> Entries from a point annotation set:
- - - - - - -

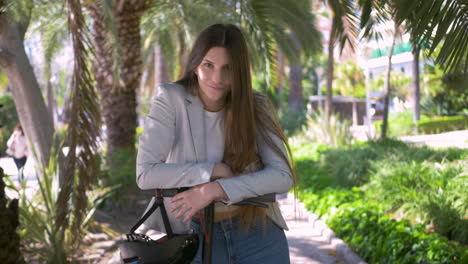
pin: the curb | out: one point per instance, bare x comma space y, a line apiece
341, 247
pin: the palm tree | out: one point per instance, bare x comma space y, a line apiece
343, 29
350, 75
269, 27
32, 111
437, 22
78, 169
10, 240
118, 95
387, 87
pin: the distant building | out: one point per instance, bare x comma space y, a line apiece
343, 105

- - - - - - -

> Set problem: Give every line of the listing above as a numbered list, leaving out blank lines and the pictures.

> Exercise solution:
1. pin: the curb | out: one point per instance, bare x comma space y, a line apiece
2. 341, 247
3. pin: the palm tree | out: one point per instance, bare x comma space y, a line apiece
4. 343, 29
5. 350, 75
6. 269, 27
7. 32, 111
8. 437, 22
9. 78, 169
10. 10, 240
11. 118, 95
12. 387, 87
13. pin: the distant building | out: one point per instance, bare x comma space y, a line apiece
14. 343, 105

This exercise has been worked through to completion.